== Uso delle informazioni ==
A – Nel brano sulla spedizione di re Luigi d'Ungheria, in quale giorno il re partì da Buda?
B – Prosegui il brano sulla spedizione di re Luigi d'Ungheria, riprendendo subito dopo l'ultima frase riportata.

== Brano da esaminare ==
____

Non soddisfatto della risposta di Clemente VI, Luigi armò un esercito, deciso di vendicare l'assassinio del fratello. Sperava egli d' imbarcarsi con le truppe a Zara, ma questa città ancora una volta si era ribellata ai Veneziani e si trovava allora bloccata da una flotta della repubblica. Il re d'Ungheria tentò di liberare Zara, ma non vi riuscì: la città anzi, non potendo più sostenere gli assalti e la fame, nel dicembre del 1346 tornò sotto l'obbedienza di Venezia e il sovrano ungherese, falliti i suoi sforzi di aprirsi una via verso il mare, si era ritirato, rimandò la spedizione nel reame di Napoli, e impiegò parte dell'anno seguente a procurarsi libero passaggio attraverso l'Italia per mezzo di un vescovo suo fratello che gli guadagnò l'amicizia di quasi tutte le terre d'Abruzzo. 

Il re d' Ungheria si mosse da Buda il 3 novembre del 1347; proprio quando la regina Giovanna, che il 20 agosto di quell'anno aveva sposato il cugino Luigi di Taranto, per non attirarsi addosso un altro nemico faceva pace con la Sicilia, rinunziando ai suoi diritti sull'isola e riconoscendone l'indipendenza. 
Re Luigi prese la via di terra, facendo sapere che non voleva turbar la pace degli Stati che attraversava, ma che si recava a punire i colpevoli di un atroce misfatto. E così non solo ebbe la via libera, ma dovunque ebbe onorevole  accoglienze, e durante il cammino vide ingrossare il suo esercito con turbe di avventurieri che accorrevano a mettersi sotto le sue insegne.

____

== Voci elencate ==

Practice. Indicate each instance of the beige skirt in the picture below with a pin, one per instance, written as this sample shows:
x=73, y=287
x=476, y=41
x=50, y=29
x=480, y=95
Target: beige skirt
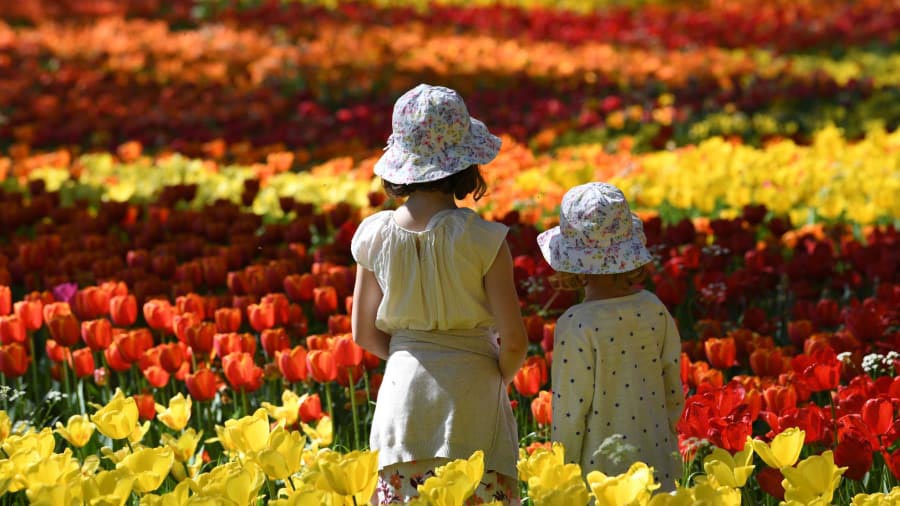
x=443, y=396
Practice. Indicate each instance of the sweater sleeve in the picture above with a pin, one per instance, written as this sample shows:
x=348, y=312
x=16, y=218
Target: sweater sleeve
x=670, y=357
x=573, y=388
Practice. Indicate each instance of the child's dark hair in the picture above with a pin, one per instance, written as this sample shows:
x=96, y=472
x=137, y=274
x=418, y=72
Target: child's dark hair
x=462, y=183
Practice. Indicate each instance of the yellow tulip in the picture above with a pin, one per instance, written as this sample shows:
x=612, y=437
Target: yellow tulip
x=535, y=464
x=185, y=445
x=730, y=471
x=322, y=434
x=231, y=483
x=784, y=449
x=108, y=487
x=177, y=414
x=77, y=431
x=150, y=467
x=282, y=455
x=288, y=413
x=354, y=474
x=633, y=486
x=814, y=478
x=118, y=418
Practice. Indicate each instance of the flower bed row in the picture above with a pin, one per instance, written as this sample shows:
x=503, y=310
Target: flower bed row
x=116, y=80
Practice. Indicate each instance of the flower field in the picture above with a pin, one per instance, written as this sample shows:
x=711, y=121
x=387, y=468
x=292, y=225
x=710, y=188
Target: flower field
x=180, y=181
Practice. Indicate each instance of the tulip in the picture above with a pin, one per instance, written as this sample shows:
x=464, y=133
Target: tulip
x=77, y=431
x=261, y=316
x=721, y=353
x=117, y=419
x=281, y=457
x=241, y=372
x=310, y=409
x=123, y=310
x=202, y=384
x=542, y=408
x=150, y=466
x=228, y=319
x=354, y=474
x=14, y=360
x=177, y=414
x=6, y=300
x=274, y=340
x=12, y=330
x=97, y=334
x=108, y=487
x=731, y=471
x=292, y=364
x=784, y=449
x=814, y=479
x=82, y=362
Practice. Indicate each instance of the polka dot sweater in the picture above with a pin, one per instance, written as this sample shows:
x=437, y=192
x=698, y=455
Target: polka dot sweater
x=616, y=371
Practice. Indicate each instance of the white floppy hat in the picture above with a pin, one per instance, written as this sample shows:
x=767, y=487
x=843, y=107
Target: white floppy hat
x=433, y=137
x=597, y=233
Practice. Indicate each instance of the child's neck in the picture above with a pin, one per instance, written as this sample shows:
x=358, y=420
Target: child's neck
x=607, y=286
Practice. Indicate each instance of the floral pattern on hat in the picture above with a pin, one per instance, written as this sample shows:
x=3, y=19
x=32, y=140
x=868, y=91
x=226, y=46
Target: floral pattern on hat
x=597, y=233
x=433, y=137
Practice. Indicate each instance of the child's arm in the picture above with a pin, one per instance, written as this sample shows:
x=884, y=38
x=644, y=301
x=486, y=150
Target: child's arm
x=367, y=297
x=671, y=361
x=504, y=302
x=573, y=390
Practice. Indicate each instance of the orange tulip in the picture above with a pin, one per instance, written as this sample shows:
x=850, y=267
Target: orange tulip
x=228, y=319
x=241, y=372
x=31, y=313
x=542, y=408
x=292, y=364
x=721, y=353
x=82, y=362
x=321, y=365
x=14, y=360
x=65, y=329
x=123, y=310
x=12, y=329
x=202, y=384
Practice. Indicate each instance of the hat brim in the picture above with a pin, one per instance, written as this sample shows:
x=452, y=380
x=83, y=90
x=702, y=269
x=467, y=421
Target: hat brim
x=566, y=256
x=400, y=166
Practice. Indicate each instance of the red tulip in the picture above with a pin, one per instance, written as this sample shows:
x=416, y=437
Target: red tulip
x=299, y=287
x=310, y=408
x=721, y=353
x=5, y=300
x=31, y=313
x=82, y=362
x=14, y=360
x=146, y=406
x=241, y=372
x=123, y=310
x=12, y=329
x=261, y=316
x=202, y=384
x=228, y=319
x=159, y=314
x=65, y=329
x=292, y=364
x=324, y=301
x=322, y=366
x=542, y=408
x=171, y=356
x=274, y=340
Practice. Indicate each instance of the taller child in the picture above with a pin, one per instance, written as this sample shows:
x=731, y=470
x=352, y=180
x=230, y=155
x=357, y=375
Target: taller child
x=434, y=291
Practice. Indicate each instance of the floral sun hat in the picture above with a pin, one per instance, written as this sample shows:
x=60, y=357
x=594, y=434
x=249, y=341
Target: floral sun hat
x=597, y=233
x=433, y=137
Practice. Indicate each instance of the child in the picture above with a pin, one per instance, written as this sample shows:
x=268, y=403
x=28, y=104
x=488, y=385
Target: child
x=616, y=355
x=433, y=282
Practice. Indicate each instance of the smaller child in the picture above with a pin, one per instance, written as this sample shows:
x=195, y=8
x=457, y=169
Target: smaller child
x=616, y=355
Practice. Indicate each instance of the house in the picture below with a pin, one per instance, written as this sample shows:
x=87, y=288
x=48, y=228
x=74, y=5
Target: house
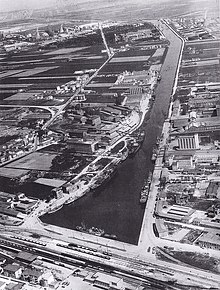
x=32, y=275
x=13, y=271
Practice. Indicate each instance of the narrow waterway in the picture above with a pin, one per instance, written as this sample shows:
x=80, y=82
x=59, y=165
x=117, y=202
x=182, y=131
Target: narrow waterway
x=116, y=208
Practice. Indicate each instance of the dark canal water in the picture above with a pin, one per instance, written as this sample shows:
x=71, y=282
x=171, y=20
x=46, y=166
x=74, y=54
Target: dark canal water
x=116, y=208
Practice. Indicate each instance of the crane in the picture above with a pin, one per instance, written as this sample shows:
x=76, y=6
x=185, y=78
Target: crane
x=104, y=40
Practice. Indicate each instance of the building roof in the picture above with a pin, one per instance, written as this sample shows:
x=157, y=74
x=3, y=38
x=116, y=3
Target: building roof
x=12, y=172
x=12, y=268
x=50, y=182
x=107, y=278
x=212, y=237
x=32, y=272
x=25, y=256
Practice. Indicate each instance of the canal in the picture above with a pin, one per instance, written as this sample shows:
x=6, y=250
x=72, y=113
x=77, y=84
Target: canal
x=116, y=208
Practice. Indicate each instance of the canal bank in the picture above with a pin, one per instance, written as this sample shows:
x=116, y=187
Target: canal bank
x=116, y=208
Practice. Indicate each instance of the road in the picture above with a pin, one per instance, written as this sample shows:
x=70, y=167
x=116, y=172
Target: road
x=126, y=253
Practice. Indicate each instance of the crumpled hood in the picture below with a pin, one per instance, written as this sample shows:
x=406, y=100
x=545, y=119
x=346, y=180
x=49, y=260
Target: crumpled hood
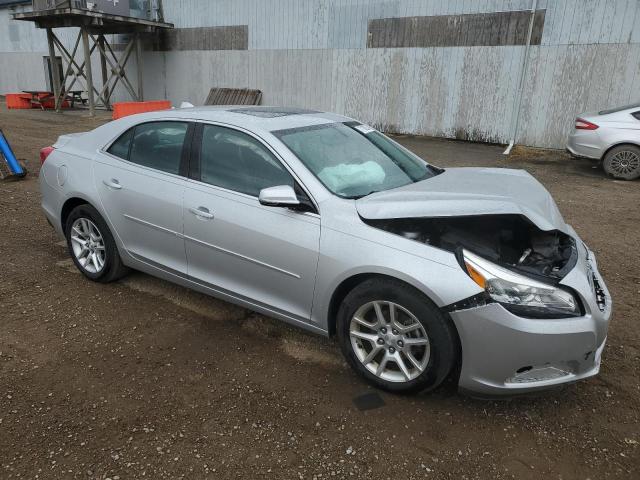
x=467, y=191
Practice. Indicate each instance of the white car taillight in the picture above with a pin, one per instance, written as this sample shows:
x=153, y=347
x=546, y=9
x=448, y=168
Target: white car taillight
x=582, y=124
x=44, y=153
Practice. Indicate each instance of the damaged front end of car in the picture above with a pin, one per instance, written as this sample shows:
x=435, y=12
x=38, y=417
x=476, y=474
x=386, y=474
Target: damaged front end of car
x=513, y=261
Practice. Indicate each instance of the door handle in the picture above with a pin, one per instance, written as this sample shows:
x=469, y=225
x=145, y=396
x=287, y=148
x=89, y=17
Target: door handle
x=202, y=212
x=113, y=183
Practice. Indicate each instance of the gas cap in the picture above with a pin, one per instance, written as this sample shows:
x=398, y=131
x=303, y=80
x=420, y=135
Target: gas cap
x=62, y=174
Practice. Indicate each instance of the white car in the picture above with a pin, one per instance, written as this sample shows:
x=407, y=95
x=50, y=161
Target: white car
x=611, y=137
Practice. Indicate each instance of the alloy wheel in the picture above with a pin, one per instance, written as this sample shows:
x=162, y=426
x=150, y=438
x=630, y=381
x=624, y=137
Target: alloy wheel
x=88, y=245
x=625, y=162
x=389, y=341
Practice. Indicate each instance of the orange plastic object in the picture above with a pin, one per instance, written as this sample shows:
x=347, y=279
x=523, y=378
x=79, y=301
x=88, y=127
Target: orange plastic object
x=123, y=109
x=18, y=101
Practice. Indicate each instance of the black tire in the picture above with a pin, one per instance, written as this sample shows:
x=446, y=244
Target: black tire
x=113, y=267
x=622, y=162
x=443, y=339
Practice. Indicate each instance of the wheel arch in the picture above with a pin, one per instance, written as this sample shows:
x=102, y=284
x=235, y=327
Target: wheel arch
x=618, y=144
x=349, y=283
x=68, y=206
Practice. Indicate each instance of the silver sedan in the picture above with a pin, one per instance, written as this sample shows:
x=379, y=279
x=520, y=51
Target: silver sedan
x=612, y=137
x=421, y=273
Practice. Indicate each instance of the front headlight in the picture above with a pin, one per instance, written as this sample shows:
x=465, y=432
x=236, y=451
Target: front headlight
x=519, y=294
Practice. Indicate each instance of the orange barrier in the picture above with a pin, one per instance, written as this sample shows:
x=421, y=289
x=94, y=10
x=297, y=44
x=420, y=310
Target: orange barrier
x=123, y=109
x=18, y=101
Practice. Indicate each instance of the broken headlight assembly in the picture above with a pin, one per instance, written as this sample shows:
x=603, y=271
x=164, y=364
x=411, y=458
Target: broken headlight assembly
x=519, y=294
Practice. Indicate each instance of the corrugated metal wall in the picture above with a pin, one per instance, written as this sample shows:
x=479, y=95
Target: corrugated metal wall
x=313, y=53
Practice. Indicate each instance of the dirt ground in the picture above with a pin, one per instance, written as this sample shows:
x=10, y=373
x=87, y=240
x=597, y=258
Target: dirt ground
x=143, y=379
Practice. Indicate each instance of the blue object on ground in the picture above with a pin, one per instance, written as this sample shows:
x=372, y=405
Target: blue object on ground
x=7, y=153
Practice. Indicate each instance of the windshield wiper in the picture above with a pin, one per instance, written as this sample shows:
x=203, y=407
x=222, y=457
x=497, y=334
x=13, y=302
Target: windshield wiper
x=356, y=197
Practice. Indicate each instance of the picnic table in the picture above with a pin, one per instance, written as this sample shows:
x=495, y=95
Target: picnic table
x=45, y=99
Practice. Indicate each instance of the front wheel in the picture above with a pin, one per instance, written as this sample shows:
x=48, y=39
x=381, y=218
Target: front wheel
x=395, y=337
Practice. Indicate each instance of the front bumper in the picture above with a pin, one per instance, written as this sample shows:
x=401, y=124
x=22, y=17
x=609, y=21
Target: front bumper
x=503, y=354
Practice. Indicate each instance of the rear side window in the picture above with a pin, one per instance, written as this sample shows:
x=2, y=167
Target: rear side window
x=236, y=161
x=120, y=148
x=155, y=145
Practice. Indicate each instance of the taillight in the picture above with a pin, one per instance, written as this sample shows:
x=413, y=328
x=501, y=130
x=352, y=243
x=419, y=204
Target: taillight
x=44, y=153
x=582, y=124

____

== Esercizi svolti ==
A – Il 3 novembre 1347.

B –
A Udine lo ricevette il patriarca di Aquileia; a Cittadella fu colmato di onori da Jacopo da Carrara, il quale nell'aprile del 1345 si era insignorito di Padova uccidendo il cugino Marsilietto, succeduto ad Ubertino quaranta giorni prima; a Verona fu ospite di Mastino II della Scala e a Modena ricevette liete accoglenze dal marchese Obizzo d'Este. Qui venne a trovarlo Filippino Gonzaga, capitano di buona reputazione, figlio del vecchio Luigi signore di Mantova e Reggio, il quale si offrì di accompagnarlo con centocinquanta cavalieri nell'impresa di Napoli. A Bologna con onori lo accolse il Pepoli, ma Imola e Faenza, che ubbidivano al Papa, non vollero riceverlo entro le loro mura; invece generosa ospitalità gli accordò Forlì di cui era si-gnore Francesco Ordelaffi che si unì al sovrano nella spedizione. 

A Forlì il re d' Ungheria ricevette gli ambasciatori di Firenze venuti a portargli i saluti della repubblica, poi andò a Rimini dove i Malatesta non gli fecero minori accoglienze degli altri signori. 
A Foligno, dove fu ospite di Ugolino dei Trinci, gli si presentò un legato pontificio, il quale lo invitò a rinunziare all'impresa, superflua perché i colpevoli del delitto erano già stati puniti, e illegale perché il reame di Napoli apparteneva alla Chiesa, al cui Capo il re doveva fare ricorso se voleva far valere i suoi diritti. 
Abbiamo dal Villani la risposta che Luigi d' Ungheria diede al legato: « Andate a dire al nostro Santo Padre che più di duecento colpevoli rimangono ancora impuniti in quel regno che mi è dovuto per diritto ereditario. Penso che con l'aiuto di Dio di farvi la miglior giustizia, e quando mi sarò posta la corona in capo, non rifiuterò alla Chiesa l'omaggio e il tributo dovutole. Se voi frattanto mi scomunicate, mi appellerò a Dio della vostra sentenza; egli è più grande del Papa, e conosce la giustizia della mia causa ».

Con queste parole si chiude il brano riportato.